> _What you need to do_: The line containing "Note: spot the wood" and every line after it, through the end of the records below: repeat them exactly, nothing more.

[Items listed in a dataset]

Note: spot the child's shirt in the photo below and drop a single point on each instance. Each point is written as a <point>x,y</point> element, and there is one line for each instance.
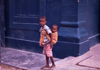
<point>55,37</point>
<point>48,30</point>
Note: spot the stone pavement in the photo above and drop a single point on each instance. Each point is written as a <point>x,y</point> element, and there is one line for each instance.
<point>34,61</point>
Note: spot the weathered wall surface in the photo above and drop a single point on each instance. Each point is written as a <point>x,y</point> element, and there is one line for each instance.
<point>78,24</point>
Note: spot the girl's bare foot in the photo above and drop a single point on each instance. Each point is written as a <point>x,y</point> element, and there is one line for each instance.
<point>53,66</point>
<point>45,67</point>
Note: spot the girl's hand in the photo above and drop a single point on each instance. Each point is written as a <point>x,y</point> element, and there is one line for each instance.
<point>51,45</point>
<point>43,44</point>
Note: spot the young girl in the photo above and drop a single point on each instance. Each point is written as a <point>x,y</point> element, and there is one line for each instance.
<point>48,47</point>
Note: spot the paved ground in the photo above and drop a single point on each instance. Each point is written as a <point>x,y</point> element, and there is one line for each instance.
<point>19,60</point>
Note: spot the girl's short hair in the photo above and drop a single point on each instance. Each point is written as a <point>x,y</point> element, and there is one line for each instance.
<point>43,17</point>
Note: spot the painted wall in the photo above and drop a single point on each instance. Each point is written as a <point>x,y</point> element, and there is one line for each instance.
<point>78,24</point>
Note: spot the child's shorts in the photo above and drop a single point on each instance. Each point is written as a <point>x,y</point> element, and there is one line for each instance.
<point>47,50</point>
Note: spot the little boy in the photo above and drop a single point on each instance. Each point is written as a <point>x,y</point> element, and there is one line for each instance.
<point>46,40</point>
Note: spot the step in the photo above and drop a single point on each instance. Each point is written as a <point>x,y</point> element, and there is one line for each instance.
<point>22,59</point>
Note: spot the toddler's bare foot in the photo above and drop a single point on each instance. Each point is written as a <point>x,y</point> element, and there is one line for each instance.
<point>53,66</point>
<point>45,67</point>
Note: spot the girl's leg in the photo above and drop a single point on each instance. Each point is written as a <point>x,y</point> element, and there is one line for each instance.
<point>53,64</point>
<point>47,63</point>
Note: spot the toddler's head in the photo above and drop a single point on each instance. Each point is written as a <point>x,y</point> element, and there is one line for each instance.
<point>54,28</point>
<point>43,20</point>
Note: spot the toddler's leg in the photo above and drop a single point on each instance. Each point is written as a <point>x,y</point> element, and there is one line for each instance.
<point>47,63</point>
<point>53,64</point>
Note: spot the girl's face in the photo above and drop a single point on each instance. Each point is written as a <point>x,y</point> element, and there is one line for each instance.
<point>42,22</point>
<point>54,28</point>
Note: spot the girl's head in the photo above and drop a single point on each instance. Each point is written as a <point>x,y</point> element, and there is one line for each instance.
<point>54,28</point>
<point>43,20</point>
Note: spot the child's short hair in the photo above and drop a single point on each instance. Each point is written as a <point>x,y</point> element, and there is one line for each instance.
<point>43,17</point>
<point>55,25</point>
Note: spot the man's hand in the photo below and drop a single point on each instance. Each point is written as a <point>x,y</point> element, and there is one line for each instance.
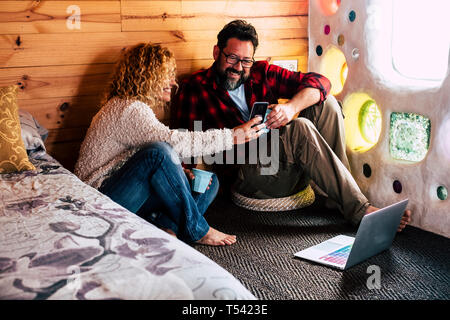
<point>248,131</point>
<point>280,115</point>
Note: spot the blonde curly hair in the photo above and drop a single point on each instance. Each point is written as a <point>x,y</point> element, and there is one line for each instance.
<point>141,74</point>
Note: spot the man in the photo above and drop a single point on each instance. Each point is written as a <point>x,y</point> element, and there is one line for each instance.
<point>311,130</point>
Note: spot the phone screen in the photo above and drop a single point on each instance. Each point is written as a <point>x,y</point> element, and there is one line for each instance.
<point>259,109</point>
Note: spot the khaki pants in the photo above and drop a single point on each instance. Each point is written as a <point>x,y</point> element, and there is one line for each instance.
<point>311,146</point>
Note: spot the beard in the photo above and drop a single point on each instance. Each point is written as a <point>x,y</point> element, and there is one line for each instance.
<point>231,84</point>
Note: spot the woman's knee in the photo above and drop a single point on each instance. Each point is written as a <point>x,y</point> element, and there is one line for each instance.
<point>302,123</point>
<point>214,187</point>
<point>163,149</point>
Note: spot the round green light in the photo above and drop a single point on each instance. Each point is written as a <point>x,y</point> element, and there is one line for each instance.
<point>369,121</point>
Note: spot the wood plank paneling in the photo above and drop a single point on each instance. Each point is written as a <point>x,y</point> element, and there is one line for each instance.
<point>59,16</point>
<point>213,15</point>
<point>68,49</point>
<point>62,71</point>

> _Solution to this task_:
Note: spot the wood plank paneling in the photo above and drop a single point on each instance. Each point is written as a <point>x,y</point> element, and there is one line for each instance.
<point>59,16</point>
<point>213,15</point>
<point>68,49</point>
<point>62,71</point>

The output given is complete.